- Set tasks -
1. From the Usenet post on Duff's device, reproduce the passage that begins at the words "Organization: Amdahl Corporation, Sunnyvale" and stops after the words "See for yourself....".
2. According to the Usenet post on Duff's device, how did 'memcpy' compare in speed with Duff's device?
==== Extracted text
Xref: utzoo comp.lang.c:12211 comp.arch:6201
Path: utzoo!attcan!uunet!lll-winken!lll-tis!helios.ee.lbl.gov!pasteur!ames!oliveb!amdahl!chuck
From: chuck@amdahl.uts.amdahl.com (Charles Simmons)
Newsgroups: comp.lang.c,comp.arch
Subject: Re: Explanation, please!
Message-ID: <ac4GLe9fit1010twl3.@amdahl.uts.amdahl.com>
Date: 30 Aug 88 04:31:27 GMT
References: <653@paris.ICS.UCI.EDU> <2877@ttrdc.UUCP>
Reply-To: chuck@amdahl.uts.amdahl.com (Charles Simmons)
Organization: Amdahl Corporation, Sunnyvale  CA
Lines: 26

In article <2877@ttrdc.UUCP> levy@ttrdc.UUCP (Daniel R. Levy) writes:
>In article <653@paris.ICS.UCI.EDU>, schmidt@bonnie.ics.uci.edu (Douglas C. Schmidt) writes:
>>    Since I posted my original question there has been a great deal of
>> abstract discussion about the relative merits of the loop unrolling
>> scheme.  The topic has piqued my curiousity, so I when ahead and
>> implemented a short test program, included below, to test Duff's
>> device against the ``ordinary for loop w/index variable'' technique.
>> See for yourself....   
>> 
>> After some quick testing I found that gcc 1.26 -O on a Sun 3 and a
>> Sequent Balance was pretty heavily in favor of the regular (non-Duff)
>> loop.  Your mileage may vary.  I realize that there may be other
>> tests, and if anyone has a better version, I'd like to see it!
>
>I modified this program to run under System V, changed the arrays to be dynam-
>ically allocated, and changed both the Duff and ordinary copies to use register
>pointers instead of global pointers (for the Duff copy) and array indexing (for
>the ordinary copy).  I then tried it on a SVR2 3B20, a SVR3 3B2, a Sun-3, and a
>Sun-4 both with and without -O optimization (using the standard pcc-type C
>compiler on each system).  The result?  Duff wins by about 10%-20% on all
>machines tested.

I then added a piece to the program to use 'memcpy'.  The results?
Duff beats a simple loop by 10%.  'memcpy' is 9 times faster than
Duff.  So why do people spend so much time avoiding standard subroutines?

-- Chuck
========
==== Recorded information
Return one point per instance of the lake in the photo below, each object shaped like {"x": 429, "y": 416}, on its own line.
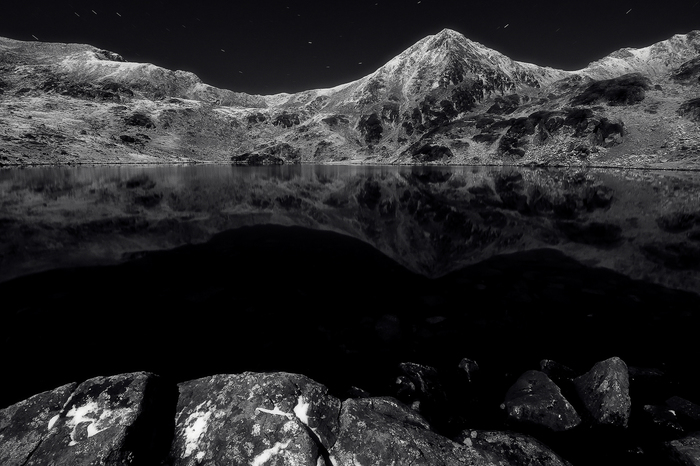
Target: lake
{"x": 433, "y": 220}
{"x": 343, "y": 272}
========
- Expected outputs -
1.
Organization: Amdahl Corporation, Sunnyvale  CA
Lines: 26

In article <2877@ttrdc.UUCP> levy@ttrdc.UUCP (Daniel R. Levy) writes:
>In article <653@paris.ICS.UCI.EDU>, schmidt@bonnie.ics.uci.edu (Douglas C. Schmidt) writes:
>>    Since I posted my original question there has been a great deal of
>> abstract discussion about the relative merits of the loop unrolling
>> scheme.  The topic has piqued my curiousity, so I when ahead and
>> implemented a short test program, included below, to test Duff's
>> device against the ``ordinary for loop w/index variable'' technique.
>> See for yourself....

2. 'memcpy' was 9 times faster than Duff's device.